As with many families, the Hemingways enjoyed their meals and valued them as an important part of life. They shared their dinners frequently with family and friends, turning the meals into events. The children learned to work for their meals, but often were given treats on special occasions. During their summers in northern Michigan, the Hemingways learned to hunt and grow their own food, as well as to prepare it. Because of this, Michigan summers for Ernest Hemingway and his family were rich in every meaning of the word: smells, companions, experiences and tastes.

Preparing for the Cottage:

For the Hemingways, vacationing in Northern Michigan every summer was a great treat. They prepared for their trip ahead of time: Dr. Clarence Hemingway, Ernest Hemingway’s father, created shopping lists every year composed of staples like flour, sugar, slab bacon, chocolate, spices, ham, candy, cocoa and cookies. He ordered all of these items from the Montgomery Ward catalogue and had them delivered to the family cottage, Windemere, on the eastern shore of Walloon Lake. Sunny, Ernest’s younger sister, remembered in her memoirs having the choice of peppermints or marshmallows and receiving rewards of candy for jobs well done (Hemingway Miller, 21). Gingersnaps, in particular, were a favorite among the children.

### ENTRIES:

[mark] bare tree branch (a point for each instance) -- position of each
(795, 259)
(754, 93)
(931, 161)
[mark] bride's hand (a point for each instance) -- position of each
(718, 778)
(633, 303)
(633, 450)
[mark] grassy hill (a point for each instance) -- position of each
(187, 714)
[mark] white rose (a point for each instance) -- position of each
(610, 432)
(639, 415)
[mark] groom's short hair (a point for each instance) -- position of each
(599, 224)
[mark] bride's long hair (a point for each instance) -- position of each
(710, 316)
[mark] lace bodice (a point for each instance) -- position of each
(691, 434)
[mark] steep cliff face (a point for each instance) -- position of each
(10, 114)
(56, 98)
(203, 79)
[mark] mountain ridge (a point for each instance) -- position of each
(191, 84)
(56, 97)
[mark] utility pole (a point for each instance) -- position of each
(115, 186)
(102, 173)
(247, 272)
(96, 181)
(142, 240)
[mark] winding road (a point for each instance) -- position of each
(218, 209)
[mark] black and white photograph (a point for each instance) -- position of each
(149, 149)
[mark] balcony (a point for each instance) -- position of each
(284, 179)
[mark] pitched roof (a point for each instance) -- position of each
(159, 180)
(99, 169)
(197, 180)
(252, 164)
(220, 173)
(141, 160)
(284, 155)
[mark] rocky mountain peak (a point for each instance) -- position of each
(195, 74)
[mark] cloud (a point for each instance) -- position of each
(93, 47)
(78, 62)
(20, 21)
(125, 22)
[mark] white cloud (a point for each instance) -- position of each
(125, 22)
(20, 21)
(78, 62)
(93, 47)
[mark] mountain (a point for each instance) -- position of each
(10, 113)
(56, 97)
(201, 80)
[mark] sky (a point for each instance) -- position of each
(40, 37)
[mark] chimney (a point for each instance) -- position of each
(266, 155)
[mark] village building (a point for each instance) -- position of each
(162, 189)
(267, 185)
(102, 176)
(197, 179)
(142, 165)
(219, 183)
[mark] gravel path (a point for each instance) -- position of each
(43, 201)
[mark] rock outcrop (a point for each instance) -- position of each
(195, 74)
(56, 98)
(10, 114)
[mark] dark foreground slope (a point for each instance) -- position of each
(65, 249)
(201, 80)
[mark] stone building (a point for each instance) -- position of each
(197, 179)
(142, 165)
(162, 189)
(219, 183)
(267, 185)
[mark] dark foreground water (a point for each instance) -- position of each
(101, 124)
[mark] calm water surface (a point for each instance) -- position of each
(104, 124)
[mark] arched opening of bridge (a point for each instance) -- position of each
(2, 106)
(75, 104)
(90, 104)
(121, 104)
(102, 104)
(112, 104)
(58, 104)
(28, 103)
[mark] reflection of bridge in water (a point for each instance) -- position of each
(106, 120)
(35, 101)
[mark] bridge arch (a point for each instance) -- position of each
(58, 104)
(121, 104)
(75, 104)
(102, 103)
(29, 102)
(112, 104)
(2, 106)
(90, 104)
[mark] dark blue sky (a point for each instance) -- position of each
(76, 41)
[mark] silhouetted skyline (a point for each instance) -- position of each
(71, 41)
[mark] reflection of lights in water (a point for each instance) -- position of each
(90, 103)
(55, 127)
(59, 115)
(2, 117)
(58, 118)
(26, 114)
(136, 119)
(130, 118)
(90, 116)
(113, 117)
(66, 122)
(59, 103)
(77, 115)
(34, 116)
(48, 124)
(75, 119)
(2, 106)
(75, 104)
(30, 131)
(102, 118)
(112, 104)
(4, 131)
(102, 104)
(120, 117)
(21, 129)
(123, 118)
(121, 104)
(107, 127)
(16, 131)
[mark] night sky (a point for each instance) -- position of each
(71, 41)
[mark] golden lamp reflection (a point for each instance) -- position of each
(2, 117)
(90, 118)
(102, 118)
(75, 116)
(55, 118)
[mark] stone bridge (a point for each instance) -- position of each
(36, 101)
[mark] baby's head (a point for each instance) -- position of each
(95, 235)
...
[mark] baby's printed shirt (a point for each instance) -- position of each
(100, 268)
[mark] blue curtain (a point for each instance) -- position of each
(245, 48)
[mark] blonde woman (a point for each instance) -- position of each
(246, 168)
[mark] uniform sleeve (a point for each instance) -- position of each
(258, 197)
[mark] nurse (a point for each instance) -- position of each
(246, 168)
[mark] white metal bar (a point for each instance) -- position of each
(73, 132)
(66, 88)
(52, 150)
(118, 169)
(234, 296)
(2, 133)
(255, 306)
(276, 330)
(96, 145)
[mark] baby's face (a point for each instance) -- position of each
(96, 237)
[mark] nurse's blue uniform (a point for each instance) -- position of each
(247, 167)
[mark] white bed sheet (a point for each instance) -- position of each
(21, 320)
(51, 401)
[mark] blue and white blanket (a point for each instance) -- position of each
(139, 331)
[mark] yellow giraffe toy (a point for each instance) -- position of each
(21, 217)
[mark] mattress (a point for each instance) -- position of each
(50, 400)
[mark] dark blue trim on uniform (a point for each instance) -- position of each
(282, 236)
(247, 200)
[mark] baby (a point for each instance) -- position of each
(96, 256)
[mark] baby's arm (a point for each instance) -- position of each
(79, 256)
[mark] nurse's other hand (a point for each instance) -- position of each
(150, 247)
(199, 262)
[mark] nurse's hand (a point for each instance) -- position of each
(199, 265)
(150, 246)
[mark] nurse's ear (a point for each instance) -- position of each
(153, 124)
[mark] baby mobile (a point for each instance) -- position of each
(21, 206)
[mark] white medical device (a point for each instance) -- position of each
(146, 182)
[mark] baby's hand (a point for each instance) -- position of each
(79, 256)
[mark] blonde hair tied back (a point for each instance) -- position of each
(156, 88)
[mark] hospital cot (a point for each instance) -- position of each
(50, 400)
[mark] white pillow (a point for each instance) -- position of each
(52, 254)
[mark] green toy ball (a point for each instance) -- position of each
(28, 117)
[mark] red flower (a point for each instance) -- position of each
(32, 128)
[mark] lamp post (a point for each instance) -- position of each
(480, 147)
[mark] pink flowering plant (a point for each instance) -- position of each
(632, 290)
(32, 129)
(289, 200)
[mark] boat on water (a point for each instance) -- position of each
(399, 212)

### TASK BRIEF:
Return, word for word, everything in the Hemingway passage from "As with many" down to "experiences and tastes.". The lines that come after the Hemingway passage have no connection to it.

### TASK OUTPUT:
As with many families, the Hemingways enjoyed their meals and valued them as an important part of life. They shared their dinners frequently with family and friends, turning the meals into events. The children learned to work for their meals, but often were given treats on special occasions. During their summers in northern Michigan, the Hemingways learned to hunt and grow their own food, as well as to prepare it. Because of this, Michigan summers for Ernest Hemingway and his family were rich in every meaning of the word: smells, companions, experiences and tastes.